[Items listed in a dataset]
· · ·

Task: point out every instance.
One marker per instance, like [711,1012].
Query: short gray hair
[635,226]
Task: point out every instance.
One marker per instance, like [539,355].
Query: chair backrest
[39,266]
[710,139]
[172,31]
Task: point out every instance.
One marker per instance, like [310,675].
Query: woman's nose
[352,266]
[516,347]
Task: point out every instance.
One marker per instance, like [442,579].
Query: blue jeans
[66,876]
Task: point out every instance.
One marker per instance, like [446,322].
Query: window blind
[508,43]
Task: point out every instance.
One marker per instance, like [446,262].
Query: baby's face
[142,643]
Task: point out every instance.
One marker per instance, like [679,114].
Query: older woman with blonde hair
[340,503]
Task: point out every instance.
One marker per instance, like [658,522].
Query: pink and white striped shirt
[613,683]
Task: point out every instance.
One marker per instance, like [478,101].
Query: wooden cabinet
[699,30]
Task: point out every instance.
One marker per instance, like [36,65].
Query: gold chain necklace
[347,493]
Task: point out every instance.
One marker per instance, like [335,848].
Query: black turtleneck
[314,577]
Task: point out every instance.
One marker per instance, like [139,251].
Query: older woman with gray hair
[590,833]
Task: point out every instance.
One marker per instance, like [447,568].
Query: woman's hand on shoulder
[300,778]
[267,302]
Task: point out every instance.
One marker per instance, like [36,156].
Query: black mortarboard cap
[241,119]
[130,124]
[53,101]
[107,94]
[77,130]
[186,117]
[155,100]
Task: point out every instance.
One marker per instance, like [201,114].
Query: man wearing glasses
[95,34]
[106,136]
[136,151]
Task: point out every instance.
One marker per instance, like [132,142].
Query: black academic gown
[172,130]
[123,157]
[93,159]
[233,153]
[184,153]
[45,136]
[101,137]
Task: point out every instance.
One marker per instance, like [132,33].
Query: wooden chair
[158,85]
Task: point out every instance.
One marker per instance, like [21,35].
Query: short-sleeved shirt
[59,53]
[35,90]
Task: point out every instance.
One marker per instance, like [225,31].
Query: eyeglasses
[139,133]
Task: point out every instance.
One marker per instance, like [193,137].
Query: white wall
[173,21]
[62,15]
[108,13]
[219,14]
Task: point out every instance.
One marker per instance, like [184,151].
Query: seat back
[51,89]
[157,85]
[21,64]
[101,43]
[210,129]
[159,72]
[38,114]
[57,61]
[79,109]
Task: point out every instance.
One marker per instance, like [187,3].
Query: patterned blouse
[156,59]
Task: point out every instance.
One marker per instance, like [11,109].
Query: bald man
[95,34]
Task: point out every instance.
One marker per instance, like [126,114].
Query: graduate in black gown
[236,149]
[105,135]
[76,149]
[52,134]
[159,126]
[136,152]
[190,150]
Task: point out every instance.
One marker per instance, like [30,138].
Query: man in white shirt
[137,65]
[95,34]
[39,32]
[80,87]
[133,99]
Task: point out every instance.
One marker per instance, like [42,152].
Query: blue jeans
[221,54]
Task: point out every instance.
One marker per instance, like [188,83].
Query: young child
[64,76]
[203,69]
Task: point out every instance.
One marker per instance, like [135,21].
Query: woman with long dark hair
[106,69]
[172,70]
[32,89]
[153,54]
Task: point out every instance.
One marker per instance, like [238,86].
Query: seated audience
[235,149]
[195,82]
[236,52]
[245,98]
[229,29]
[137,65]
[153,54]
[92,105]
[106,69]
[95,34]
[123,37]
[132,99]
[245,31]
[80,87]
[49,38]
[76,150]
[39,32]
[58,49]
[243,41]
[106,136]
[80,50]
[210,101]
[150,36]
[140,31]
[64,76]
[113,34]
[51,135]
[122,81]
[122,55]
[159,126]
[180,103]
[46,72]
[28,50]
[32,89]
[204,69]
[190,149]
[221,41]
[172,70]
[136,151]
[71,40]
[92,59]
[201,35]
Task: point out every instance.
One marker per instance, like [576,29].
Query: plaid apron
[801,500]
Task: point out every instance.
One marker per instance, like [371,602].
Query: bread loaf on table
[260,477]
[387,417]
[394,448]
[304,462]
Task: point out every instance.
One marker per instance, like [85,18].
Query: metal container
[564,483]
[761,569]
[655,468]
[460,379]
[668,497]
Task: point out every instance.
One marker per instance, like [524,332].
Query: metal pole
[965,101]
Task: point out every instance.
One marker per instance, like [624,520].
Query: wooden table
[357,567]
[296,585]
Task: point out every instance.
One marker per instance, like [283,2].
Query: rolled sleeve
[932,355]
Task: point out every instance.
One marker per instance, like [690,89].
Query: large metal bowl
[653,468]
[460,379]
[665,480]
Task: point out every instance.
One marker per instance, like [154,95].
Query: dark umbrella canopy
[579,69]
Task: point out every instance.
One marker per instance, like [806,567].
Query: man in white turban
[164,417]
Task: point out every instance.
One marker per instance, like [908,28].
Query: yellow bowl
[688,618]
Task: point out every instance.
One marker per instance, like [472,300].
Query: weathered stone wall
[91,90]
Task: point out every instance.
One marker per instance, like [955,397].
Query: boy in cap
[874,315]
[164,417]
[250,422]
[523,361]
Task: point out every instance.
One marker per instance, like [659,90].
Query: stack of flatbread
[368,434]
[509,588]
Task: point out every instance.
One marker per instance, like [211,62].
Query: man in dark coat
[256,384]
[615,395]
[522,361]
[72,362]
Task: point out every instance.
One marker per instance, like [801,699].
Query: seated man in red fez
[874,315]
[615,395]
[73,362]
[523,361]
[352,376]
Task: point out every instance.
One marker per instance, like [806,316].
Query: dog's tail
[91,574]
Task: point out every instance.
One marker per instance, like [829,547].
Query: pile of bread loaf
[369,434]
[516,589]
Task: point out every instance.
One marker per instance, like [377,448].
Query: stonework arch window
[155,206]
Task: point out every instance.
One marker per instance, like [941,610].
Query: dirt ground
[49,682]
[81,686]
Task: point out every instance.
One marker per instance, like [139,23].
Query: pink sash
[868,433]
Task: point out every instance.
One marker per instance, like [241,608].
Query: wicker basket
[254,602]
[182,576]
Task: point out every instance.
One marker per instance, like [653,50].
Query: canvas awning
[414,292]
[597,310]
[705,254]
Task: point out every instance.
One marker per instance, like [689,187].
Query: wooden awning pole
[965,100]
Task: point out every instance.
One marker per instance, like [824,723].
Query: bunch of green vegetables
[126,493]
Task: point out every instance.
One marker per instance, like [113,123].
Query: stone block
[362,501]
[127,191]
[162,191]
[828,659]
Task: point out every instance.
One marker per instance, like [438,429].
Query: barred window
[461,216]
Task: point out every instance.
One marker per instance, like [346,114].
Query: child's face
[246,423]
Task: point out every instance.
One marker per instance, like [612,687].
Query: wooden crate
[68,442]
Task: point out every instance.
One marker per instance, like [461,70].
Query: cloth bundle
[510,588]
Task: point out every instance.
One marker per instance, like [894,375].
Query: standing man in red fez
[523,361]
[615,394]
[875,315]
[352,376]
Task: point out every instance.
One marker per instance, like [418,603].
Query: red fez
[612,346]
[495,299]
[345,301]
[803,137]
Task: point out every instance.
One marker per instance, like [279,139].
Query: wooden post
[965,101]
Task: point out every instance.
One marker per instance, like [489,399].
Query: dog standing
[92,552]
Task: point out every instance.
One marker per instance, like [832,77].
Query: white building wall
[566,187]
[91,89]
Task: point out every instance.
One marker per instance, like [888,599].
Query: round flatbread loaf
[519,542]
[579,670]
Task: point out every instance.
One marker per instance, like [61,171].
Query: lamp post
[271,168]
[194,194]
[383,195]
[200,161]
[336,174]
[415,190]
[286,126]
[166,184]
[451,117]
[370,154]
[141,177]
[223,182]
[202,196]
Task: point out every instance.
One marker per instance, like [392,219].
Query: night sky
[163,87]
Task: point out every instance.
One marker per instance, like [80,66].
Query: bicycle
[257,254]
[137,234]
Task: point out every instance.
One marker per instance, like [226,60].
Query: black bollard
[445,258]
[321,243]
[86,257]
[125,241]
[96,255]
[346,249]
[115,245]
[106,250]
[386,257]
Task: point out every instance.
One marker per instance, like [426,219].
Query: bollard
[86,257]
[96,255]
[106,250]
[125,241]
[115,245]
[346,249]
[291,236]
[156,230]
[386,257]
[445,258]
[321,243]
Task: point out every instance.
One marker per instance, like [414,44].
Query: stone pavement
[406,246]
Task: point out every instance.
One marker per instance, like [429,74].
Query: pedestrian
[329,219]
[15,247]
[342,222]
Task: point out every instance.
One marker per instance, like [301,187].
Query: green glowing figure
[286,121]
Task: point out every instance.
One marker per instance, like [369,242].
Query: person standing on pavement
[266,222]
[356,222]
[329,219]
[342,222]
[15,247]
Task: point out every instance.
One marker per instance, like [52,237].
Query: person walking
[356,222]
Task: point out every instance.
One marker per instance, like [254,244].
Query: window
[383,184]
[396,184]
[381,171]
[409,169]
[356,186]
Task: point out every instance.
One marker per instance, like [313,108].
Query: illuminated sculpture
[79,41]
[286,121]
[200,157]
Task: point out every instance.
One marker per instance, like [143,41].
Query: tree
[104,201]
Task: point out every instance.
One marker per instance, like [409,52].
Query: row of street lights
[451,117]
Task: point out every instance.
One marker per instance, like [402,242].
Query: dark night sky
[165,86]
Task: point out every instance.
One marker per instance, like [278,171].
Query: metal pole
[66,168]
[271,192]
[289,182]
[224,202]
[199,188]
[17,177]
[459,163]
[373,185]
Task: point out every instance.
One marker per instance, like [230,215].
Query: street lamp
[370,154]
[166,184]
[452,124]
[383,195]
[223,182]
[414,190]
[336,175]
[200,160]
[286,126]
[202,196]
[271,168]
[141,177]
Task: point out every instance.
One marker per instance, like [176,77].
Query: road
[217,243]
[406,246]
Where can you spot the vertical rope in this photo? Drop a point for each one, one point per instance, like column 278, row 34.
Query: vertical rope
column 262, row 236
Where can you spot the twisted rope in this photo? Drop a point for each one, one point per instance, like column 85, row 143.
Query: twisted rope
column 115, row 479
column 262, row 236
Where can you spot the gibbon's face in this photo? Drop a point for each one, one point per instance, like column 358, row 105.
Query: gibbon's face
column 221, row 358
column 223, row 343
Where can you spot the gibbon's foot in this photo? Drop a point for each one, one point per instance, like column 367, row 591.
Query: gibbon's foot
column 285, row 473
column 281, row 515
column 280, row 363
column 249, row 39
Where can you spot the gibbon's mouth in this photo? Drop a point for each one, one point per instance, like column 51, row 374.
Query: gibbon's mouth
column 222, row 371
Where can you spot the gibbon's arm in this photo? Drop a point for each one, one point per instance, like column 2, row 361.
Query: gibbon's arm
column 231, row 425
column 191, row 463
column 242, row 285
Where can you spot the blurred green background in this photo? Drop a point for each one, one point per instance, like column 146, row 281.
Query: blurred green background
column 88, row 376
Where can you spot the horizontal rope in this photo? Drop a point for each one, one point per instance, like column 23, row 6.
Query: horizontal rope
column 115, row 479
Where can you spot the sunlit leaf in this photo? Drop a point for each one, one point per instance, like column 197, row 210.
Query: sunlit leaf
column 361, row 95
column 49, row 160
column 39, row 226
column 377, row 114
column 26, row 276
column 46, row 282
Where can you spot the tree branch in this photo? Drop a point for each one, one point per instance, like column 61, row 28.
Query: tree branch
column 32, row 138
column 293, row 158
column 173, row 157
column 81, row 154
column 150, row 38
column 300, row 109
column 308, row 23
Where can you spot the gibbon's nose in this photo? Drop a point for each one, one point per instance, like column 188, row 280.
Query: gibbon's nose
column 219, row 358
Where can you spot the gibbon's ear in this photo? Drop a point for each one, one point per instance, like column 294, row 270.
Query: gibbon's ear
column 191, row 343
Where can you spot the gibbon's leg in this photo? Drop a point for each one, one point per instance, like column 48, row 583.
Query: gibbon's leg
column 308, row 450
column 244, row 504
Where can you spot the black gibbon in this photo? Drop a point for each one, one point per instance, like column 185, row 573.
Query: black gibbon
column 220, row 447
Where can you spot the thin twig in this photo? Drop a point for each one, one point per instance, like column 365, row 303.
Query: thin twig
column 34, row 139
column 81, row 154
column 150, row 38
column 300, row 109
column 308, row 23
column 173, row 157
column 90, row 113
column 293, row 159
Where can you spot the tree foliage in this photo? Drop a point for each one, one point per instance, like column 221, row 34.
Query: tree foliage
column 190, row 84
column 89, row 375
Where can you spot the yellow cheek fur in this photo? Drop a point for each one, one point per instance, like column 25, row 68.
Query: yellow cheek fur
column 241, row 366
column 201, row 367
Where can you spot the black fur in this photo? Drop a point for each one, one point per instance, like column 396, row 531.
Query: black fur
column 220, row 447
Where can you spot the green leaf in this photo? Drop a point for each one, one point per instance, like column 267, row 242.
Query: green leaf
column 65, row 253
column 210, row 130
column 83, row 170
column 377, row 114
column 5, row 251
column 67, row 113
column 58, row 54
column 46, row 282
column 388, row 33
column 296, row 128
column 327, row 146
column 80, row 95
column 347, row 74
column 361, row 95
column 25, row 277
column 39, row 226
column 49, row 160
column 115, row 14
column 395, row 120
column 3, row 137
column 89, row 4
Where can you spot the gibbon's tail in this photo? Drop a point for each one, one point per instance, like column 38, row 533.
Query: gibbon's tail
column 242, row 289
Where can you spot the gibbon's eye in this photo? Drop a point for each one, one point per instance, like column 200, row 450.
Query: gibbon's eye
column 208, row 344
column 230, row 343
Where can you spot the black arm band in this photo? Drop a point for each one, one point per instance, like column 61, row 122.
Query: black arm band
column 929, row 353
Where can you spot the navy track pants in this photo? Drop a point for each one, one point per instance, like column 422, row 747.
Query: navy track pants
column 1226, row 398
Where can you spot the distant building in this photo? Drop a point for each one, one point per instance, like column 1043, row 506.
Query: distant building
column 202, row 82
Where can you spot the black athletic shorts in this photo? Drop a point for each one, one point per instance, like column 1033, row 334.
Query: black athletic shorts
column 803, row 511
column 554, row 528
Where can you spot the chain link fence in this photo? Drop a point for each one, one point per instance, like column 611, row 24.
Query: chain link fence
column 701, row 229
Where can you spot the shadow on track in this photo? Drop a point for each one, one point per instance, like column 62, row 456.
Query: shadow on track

· · ·

__REQUIREMENTS__: Return verbatim the lines of the data between the line containing "Where can you spot the twisted" and the line containing "column 223, row 343", inclusive.

__OUTPUT BELOW__:
Where can you spot the twisted rope in this photo? Drop a point for each one, one point per instance, like column 85, row 143.
Query: twisted rope
column 115, row 479
column 262, row 236
Where can you spot the gibbon's face in this photo? Drop a point for each one, one point per instance, like column 358, row 105.
Query: gibbon's face
column 221, row 358
column 223, row 343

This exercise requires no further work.